> _Tasks to perform_
[a] Please duplicate the pregnancy post word for word, from "I'm also crazy" to "most every meal.".
[b] Go on with the pregnancy post from its final sentence.

> _Text shown_
==============================
Just like with Afton I now worry tremendously about her health and safety in there. And even though we are only 36 weeks along I want her out, even if it means she has to stay a little longer than me. I want to see her, hold her and know that she is alive!

I'm also crazy in that everything I read about my pregnancy related health conditions makes me jumpy. My blood count is lower than it was with Afton at this time and when researching ways to maximize my absorption of iron I came upon the word "stillbirth" in reference to when your blood count is too, too low. A normal minded person would say..."well I know I am not that low" but a crazy pregnant person like me would say to themselves "I need to find a way to go into labor before I have a stillborn." Also a very small handful of babies born to moms with diabetes and gestational diabetes are born with type one, insulin dependent diabetes. I am overly paranoid that if I cheat on my diet that she is going to be one of those babies. I realize it's crazy and that those babies are born to moms that have out of control diabetes but these thoughts fill my mind at most every meal.

You see, I want my sanity back!

Every morning now, one of my first thoughts is "dang it, I'm still pregnant" My daily mission now is to overdue it physically in hopes of inducing labor at night. Nights are when my body has the most practice contractions and I really wish to go into labor one of these nights VERY SOON!

I am exhausting myself daily, but I am also trying to take naps and I am generally in bed for 12 hours each night. I am not necessarily sleeping all of those twelve hours, but resting my muscles.
==============================
> _Records_
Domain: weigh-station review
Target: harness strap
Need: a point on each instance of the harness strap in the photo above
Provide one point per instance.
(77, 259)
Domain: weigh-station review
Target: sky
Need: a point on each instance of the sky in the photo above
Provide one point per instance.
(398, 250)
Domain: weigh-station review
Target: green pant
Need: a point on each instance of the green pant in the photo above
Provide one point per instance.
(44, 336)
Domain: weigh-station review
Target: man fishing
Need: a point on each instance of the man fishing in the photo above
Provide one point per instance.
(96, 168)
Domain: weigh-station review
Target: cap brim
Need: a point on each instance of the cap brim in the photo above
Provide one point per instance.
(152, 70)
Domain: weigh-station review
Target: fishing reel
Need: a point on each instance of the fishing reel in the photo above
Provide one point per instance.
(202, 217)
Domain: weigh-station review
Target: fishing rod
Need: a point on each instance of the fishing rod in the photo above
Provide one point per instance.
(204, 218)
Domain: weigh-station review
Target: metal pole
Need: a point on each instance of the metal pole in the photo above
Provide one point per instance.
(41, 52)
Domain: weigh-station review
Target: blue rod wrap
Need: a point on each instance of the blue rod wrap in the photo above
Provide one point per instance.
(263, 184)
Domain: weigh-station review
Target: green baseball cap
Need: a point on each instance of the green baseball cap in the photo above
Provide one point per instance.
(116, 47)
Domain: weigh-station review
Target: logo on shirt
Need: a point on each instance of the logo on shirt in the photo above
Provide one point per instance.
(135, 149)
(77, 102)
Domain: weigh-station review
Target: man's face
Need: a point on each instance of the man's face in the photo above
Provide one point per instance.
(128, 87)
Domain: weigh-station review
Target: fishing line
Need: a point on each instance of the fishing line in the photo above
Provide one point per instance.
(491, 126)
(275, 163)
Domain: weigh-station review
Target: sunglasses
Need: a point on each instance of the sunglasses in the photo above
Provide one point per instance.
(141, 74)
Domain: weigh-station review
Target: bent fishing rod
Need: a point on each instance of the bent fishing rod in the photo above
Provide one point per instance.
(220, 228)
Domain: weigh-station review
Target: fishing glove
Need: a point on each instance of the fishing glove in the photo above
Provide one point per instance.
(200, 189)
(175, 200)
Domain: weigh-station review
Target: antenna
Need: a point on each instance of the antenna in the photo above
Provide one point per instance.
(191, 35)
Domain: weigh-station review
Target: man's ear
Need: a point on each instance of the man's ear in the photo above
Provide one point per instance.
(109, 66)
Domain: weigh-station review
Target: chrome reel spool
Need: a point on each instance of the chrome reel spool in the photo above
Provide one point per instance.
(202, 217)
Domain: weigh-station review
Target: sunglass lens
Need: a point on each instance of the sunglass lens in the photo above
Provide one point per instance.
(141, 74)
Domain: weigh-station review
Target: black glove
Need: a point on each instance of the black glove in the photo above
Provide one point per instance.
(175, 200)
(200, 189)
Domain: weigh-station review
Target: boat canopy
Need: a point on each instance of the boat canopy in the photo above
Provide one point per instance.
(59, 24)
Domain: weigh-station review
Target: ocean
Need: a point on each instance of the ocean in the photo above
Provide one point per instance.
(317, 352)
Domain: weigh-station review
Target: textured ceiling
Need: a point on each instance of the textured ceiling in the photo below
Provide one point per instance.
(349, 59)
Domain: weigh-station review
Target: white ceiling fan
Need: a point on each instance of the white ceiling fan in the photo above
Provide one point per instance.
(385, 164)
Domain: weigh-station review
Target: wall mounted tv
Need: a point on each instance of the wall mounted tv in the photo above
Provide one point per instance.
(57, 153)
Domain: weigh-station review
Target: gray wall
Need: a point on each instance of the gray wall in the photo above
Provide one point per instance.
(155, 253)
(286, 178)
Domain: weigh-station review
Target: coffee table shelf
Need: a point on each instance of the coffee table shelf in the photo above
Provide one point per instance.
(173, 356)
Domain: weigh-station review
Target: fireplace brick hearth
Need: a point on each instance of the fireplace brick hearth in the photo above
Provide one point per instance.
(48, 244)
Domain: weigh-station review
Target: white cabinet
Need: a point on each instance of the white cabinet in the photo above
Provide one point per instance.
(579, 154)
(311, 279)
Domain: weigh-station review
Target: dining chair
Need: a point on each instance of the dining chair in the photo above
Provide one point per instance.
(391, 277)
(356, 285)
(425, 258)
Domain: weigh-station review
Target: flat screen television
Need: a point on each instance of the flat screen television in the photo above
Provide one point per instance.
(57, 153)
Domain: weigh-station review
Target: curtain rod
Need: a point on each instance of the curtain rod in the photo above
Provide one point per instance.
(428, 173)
==============================
> _Exercise results_
[a]
I'm also crazy in that everything I read about my pregnancy related health conditions makes me jumpy. My blood count is lower than it was with Afton at this time and when researching ways to maximize my absorption of iron I came upon the word "stillbirth" in reference to when your blood count is too, too low. A normal minded person would say..."well I know I am not that low" but a crazy pregnant person like me would say to themselves "I need to find a way to go into labor before I have a stillborn." Also a very small handful of babies born to moms with diabetes and gestational diabetes are born with type one, insulin dependent diabetes. I am overly paranoid that if I cheat on my diet that she is going to be one of those babies. I realize it's crazy and that those babies are born to moms that have out of control diabetes but these thoughts fill my mind at most every meal.

[b]
I finished a Glenn Beck book last night. I was hoping I would go into labor when I finished it but no such luck. I listened to a Glenn Beck conversion story cd the night I had Afton and I was hoping there was a Glenn Beck connection between my two pregnancies? Guess not.

The Highest Honor

"It is truly an honor to bring life into this world. No man will ever have the experience that I have had as a mother. There is no way to describe the feeling of life moving inside you.

I know and feel very deeply about not wanting to have a second child until Afton is two and a half. I want her to be more independent, potty trained, avidly talking, hobbies, friends, social engagements(daddy and me soccer) I want her to have all of the attention and to be mommy's side kick/one and only for a while. I love our bond and the time we get to spend together one-on-one. I want her to be able to nurse as long as she wants. With Mark in law school I spend more time alone with Afton than other moms, and if another child came along I would have a much greater burden because I would still be without a partner much of the time.

With all this being said I still think about getting pregnant and having another child EVERY DAY. First thought is always I want another one and the next thought and the next thought start coming and then I remind myself that I am far from ready and I always think about what is in Afton's best interest.

If I know that I need to hold off, then why does the thought come to mind every day?

Every time I find out another person is pregnant I imediately become jealous. Which is hysterical if you think about it because I could not wait to get Afton out! "

So I was going through my blog "drafts" and found this gem from Ocober 2010. Yup, these thoughts crossed my mind just weeks before we started trying. I feel really differently now that I am pregnant and I see Afton's maturity and readiness to be a big sister. When I first found out I was pregnant with Pearl I was so nervous about Afton not getting enough attention and Afton mistreating the baby when I was out of he room but for the most part I think that Afton is very ready to be a big sister.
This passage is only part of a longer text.